**Material provided:**
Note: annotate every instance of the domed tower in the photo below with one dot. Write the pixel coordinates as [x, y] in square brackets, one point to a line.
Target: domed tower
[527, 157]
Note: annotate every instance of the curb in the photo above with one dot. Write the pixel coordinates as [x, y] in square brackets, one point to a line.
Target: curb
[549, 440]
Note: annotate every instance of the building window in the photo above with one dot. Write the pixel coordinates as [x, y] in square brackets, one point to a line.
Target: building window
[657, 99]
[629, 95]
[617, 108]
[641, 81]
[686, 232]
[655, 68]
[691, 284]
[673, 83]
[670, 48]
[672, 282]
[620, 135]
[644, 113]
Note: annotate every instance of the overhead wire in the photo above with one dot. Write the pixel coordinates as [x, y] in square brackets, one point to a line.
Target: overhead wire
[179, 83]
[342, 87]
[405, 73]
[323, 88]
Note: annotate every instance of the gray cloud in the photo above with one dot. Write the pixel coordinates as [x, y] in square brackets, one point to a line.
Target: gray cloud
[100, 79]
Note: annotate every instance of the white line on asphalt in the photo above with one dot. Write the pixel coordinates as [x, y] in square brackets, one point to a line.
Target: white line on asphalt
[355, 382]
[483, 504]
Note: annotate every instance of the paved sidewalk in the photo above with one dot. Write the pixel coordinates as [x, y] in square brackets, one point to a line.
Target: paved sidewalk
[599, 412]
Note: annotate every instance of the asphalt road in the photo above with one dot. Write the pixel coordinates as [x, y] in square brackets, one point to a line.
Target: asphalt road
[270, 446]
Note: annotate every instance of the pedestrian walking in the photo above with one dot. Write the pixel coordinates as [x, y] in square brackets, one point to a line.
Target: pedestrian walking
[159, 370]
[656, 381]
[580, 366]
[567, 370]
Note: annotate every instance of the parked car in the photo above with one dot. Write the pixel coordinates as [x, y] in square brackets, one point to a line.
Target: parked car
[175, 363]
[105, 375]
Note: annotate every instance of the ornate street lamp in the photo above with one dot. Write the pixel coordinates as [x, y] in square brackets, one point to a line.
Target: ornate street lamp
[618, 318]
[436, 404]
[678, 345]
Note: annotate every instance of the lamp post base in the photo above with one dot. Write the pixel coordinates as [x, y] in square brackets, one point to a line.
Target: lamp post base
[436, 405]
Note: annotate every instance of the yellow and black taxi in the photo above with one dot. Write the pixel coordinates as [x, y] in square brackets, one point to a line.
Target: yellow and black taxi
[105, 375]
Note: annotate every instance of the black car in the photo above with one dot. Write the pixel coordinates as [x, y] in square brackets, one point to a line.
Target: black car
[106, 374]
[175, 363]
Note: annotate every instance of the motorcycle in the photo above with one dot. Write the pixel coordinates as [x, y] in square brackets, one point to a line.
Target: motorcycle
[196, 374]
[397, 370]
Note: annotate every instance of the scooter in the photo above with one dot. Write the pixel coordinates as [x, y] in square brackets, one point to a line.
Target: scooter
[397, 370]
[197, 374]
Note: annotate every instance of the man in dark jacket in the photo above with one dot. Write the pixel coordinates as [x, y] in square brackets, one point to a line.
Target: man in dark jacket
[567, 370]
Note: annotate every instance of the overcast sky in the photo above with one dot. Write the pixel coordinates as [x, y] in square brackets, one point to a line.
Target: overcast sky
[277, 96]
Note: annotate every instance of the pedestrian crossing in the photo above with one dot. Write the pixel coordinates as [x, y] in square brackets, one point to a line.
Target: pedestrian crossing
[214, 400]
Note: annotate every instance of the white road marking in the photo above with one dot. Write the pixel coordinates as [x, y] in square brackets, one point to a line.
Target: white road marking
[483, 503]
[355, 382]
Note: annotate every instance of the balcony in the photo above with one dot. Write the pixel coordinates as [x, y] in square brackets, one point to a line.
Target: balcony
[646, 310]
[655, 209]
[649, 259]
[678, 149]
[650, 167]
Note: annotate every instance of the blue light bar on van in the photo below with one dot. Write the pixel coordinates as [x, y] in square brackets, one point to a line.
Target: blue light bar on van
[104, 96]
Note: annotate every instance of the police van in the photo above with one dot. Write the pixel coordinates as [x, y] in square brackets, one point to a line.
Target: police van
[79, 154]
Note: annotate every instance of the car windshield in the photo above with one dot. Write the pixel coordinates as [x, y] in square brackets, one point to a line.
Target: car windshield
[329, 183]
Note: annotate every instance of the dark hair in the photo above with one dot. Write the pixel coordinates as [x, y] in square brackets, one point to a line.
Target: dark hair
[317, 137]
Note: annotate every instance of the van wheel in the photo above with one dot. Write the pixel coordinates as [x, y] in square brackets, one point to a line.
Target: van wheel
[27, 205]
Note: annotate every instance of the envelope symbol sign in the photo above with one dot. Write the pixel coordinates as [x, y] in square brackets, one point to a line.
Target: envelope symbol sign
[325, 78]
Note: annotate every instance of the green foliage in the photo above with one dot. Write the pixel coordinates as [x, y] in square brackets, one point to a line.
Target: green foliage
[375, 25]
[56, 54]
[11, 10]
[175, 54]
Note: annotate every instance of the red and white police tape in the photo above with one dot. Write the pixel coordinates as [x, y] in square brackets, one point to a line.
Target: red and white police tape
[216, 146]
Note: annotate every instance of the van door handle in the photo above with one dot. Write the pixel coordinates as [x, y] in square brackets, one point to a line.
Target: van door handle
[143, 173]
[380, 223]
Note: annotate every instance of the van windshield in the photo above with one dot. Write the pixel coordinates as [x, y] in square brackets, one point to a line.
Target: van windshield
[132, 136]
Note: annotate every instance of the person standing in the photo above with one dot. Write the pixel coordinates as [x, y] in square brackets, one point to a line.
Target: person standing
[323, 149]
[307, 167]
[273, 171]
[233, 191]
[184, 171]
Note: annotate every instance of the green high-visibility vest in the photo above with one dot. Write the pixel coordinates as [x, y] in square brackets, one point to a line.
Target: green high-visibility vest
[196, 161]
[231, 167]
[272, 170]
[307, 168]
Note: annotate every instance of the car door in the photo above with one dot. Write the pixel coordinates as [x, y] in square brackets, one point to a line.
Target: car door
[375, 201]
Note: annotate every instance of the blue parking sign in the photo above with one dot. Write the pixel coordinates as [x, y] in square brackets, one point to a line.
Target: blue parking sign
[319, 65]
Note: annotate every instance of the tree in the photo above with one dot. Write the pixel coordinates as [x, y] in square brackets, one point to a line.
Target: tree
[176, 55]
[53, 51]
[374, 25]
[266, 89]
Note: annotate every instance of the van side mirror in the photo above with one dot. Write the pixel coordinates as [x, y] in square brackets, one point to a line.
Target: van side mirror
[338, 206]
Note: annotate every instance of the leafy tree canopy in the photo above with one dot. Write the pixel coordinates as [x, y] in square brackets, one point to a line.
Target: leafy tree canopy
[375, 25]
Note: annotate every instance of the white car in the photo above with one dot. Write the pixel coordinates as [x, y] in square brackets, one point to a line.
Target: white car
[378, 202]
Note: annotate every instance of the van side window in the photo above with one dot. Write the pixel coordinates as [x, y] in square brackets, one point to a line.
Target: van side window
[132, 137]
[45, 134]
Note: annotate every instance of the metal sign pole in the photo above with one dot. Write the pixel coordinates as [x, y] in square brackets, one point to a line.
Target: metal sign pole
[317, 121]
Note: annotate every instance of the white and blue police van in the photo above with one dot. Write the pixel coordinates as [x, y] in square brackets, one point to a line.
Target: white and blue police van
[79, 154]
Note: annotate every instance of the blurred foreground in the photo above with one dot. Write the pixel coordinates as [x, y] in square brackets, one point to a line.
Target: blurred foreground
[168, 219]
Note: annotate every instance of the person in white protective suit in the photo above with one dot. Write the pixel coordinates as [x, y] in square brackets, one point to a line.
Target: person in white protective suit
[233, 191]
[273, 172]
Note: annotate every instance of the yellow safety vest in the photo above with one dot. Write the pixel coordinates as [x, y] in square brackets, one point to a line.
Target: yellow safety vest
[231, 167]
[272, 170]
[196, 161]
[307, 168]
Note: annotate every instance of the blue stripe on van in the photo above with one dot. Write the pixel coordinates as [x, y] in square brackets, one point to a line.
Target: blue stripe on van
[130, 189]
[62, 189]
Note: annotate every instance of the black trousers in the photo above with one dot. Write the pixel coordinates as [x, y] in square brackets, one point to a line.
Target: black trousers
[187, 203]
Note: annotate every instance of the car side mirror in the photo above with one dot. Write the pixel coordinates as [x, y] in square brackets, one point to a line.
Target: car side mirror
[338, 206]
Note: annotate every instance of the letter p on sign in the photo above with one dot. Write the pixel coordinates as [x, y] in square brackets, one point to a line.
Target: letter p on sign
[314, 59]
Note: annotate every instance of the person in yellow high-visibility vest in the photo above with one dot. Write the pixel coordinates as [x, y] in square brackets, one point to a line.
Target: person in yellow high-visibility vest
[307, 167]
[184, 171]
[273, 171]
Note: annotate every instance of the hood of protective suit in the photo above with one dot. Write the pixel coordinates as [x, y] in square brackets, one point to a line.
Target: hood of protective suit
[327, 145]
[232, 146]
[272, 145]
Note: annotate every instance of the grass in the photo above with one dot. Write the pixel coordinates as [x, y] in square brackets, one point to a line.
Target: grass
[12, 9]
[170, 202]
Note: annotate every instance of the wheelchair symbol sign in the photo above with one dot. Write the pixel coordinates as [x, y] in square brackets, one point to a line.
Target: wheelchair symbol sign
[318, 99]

**What to work on:** Exactly and only the lines from the one containing "Note: annotate every instance of the car side" through the end of the material are to be reproduced, both ends included.

**Reply:**
Note: annotate every instance of the car side mirror in the photo above with one dot. Write the pixel coordinates as [x, y] in square brackets, one point to a line.
Target: car side mirror
[338, 206]
Note: annotate every instance of the letter p on sign in the photo above with one dot. Write the pixel coordinates as [x, y] in square brackets, one point to a line.
Target: letter p on sign
[314, 59]
Note: annotate every instance of the person in yellow high-visibility vest in the photo above with one dot. Write the pixel coordinates as [x, y] in square brackets, one point to a line.
Target: person in yellow high-visibility vest
[307, 167]
[184, 171]
[273, 171]
Note: annotate every instance of the hood of protective suit in the photo above with one dot. Write the pixel coordinates as [x, y] in square brackets, one point to a line.
Target: hood of protective suit
[327, 145]
[232, 146]
[272, 145]
Note: annotate every instance of the grass in the photo above with one dot. Write the pixel coordinates as [x, y] in square brackets, one point to a line.
Target: grass
[12, 9]
[170, 202]
Note: annotate every instance of the wheelchair symbol sign in the photo above with one dot. Write the pixel coordinates as [x, y] in square brackets, one point to a line.
Target: wheelchair symbol sign
[318, 99]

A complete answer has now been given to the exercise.